Task statement:
Everything from the line containing "Q: For every instance of the man's eye" down to the last line of the entries below must be transcribed exactly, and nothing else.

------------------------------------------------------------

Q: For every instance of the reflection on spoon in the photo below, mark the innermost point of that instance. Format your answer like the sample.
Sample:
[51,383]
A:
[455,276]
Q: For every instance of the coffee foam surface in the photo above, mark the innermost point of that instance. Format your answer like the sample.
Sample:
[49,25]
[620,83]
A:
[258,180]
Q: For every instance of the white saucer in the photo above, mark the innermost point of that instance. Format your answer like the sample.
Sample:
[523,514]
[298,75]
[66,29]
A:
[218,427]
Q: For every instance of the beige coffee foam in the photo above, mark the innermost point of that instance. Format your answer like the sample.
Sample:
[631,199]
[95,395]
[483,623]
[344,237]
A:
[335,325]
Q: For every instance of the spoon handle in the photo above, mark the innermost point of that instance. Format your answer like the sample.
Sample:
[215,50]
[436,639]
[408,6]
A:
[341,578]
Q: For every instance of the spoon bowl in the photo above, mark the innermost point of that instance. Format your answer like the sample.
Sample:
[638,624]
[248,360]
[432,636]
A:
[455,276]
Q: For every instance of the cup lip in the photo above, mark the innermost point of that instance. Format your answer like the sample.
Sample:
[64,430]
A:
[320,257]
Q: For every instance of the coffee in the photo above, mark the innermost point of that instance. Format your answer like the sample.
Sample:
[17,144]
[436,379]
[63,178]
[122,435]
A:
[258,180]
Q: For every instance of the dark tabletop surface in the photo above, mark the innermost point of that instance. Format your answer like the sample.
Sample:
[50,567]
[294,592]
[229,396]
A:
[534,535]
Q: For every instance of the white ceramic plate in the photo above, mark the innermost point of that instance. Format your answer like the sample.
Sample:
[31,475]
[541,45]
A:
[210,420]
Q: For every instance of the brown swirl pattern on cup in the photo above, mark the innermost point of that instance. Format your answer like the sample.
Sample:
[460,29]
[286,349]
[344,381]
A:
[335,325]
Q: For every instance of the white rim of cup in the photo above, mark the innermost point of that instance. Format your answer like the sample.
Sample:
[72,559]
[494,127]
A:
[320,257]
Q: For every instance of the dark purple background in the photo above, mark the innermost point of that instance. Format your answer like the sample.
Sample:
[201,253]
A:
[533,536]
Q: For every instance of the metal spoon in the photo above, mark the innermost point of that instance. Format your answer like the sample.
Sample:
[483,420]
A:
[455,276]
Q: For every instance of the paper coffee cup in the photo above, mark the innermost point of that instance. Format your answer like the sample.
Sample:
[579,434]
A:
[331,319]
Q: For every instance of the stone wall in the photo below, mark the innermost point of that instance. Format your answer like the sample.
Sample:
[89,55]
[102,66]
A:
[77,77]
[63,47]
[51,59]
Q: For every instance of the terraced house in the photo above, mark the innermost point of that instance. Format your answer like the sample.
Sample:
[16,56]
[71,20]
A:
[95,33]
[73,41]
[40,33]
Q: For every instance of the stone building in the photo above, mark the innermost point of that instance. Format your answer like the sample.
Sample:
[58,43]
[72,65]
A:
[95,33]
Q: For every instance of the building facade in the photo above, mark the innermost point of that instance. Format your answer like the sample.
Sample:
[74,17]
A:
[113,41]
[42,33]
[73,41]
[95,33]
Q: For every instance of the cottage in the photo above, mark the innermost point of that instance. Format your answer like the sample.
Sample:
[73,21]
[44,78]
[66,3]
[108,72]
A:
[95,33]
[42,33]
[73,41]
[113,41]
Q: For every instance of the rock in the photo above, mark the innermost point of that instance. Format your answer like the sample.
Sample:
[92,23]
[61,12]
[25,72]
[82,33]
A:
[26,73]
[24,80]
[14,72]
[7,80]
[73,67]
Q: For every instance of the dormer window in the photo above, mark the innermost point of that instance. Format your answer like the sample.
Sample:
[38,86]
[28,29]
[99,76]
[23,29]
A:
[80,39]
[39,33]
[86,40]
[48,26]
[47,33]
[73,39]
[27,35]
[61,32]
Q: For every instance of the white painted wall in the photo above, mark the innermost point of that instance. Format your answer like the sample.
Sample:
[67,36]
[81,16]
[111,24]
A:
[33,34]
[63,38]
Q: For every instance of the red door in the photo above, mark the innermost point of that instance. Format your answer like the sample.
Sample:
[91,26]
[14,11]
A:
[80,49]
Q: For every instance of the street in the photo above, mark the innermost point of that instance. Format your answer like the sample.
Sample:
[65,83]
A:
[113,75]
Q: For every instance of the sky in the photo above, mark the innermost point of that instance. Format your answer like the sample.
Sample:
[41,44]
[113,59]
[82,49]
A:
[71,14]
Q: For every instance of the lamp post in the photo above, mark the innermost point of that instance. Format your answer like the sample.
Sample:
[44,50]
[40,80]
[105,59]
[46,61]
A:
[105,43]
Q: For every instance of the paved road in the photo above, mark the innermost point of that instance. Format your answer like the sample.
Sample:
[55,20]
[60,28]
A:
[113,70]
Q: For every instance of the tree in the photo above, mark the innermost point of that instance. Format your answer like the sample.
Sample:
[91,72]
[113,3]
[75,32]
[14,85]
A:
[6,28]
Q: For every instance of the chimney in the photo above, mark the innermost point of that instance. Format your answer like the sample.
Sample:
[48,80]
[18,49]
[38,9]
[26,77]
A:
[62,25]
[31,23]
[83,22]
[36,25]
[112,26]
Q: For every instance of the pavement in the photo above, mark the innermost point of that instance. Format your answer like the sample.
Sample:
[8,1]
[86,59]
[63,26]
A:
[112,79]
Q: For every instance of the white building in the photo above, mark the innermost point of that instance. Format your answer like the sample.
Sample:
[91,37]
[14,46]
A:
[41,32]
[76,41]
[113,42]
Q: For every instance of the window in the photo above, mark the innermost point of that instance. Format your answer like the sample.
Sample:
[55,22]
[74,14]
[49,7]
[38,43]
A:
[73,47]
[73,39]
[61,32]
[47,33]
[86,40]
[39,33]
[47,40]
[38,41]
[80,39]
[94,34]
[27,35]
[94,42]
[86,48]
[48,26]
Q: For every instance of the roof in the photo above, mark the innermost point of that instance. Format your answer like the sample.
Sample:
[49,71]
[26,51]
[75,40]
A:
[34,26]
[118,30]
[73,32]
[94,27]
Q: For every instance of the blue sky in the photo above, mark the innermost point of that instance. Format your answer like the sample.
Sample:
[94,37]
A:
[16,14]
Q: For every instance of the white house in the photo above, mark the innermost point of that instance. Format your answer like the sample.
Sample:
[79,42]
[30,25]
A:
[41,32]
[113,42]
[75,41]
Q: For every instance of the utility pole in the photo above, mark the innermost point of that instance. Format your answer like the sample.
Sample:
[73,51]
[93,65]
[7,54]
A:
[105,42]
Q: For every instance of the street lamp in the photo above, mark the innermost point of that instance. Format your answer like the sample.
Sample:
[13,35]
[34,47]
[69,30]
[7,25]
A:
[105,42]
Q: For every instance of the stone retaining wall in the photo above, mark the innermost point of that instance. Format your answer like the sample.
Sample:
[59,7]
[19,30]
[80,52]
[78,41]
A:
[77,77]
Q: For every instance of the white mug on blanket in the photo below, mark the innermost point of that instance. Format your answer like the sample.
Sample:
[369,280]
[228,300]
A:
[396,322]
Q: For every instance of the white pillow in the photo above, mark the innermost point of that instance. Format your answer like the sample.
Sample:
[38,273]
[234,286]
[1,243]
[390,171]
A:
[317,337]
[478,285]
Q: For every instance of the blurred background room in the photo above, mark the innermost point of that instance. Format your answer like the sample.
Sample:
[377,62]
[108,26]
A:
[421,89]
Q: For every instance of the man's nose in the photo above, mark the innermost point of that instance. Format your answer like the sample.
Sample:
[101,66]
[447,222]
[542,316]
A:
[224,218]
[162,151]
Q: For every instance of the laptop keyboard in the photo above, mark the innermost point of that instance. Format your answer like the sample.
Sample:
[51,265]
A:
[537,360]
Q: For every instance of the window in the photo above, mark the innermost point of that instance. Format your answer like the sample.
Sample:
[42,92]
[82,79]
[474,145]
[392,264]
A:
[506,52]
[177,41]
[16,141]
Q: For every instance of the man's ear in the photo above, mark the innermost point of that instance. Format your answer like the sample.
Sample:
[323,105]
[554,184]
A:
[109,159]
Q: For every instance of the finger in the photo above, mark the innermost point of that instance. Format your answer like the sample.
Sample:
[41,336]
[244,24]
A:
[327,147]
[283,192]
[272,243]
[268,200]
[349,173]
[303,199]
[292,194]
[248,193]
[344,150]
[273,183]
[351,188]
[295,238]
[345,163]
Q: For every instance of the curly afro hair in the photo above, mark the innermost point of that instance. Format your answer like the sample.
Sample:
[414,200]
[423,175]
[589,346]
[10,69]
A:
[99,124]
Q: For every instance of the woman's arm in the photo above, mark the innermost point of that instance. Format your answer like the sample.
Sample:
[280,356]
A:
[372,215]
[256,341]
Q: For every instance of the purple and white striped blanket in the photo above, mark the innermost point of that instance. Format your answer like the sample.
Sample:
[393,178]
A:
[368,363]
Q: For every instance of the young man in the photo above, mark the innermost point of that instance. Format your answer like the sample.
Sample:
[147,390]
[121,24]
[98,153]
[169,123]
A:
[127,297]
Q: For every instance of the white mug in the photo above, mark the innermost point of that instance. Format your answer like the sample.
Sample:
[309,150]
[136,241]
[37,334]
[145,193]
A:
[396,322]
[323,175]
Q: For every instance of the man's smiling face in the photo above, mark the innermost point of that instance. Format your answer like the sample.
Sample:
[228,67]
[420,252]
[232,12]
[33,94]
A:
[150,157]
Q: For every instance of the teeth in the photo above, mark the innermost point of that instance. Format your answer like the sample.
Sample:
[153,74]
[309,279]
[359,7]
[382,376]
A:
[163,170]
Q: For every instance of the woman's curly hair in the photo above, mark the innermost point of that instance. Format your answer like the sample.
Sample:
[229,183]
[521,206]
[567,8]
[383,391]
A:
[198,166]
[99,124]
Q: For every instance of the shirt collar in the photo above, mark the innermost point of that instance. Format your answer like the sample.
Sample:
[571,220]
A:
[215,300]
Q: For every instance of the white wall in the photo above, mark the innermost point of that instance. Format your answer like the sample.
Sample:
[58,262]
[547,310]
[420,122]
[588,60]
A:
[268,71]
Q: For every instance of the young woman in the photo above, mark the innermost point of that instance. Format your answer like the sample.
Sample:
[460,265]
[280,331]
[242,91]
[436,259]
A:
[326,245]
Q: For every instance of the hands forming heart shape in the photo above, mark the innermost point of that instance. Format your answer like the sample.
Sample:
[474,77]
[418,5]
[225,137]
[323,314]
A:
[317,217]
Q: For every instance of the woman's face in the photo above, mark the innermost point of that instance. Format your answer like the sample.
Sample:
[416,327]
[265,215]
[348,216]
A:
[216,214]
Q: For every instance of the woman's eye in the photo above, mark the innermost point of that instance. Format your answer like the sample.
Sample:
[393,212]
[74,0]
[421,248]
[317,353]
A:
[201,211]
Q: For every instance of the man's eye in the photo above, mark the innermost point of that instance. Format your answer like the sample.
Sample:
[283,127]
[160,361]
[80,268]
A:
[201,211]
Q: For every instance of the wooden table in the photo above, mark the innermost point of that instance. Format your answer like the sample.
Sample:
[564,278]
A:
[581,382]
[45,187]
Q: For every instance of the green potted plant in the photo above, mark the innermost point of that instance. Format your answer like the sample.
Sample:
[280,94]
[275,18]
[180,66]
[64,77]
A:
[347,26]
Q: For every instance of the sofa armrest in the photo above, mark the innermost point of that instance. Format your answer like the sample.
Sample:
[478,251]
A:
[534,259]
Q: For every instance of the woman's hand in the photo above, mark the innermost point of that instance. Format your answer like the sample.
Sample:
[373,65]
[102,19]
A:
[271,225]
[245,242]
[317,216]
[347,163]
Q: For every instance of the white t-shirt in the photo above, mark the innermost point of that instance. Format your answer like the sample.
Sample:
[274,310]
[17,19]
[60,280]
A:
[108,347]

------------------------------------------------------------

Finished answer:
Q: For every instance of the man's eye in the photo above, mark the innermost point of that instance. Format your answer like the sample.
Sample:
[283,127]
[160,361]
[80,268]
A:
[201,211]
Q: For every instance of the wooden table in the photo above, mark the innermost point of that instance. Format your answer like the sample.
Sample:
[564,278]
A:
[581,382]
[45,187]
Q: For every instance of the green potted plant in the photo above, mark the innermost point of that instance. Format your answer like the sample.
Sample:
[280,94]
[275,18]
[180,66]
[64,77]
A:
[347,26]
Q: For every instance of the sofa armrest in the photo above, mark the innermost point of that instance. Format your answer like the sample.
Sample:
[478,251]
A:
[534,259]
Q: For every instance of the woman's hand in the photo above, mark the innermost point of that instance. Format your answer like the sample.
Sample:
[373,65]
[102,19]
A:
[271,225]
[245,242]
[317,216]
[347,163]
Q: For every instance of the white t-shirt in the photo above, mark the innermost point of that instance. Format your answer like the sample.
Sample:
[274,310]
[17,19]
[60,280]
A:
[108,347]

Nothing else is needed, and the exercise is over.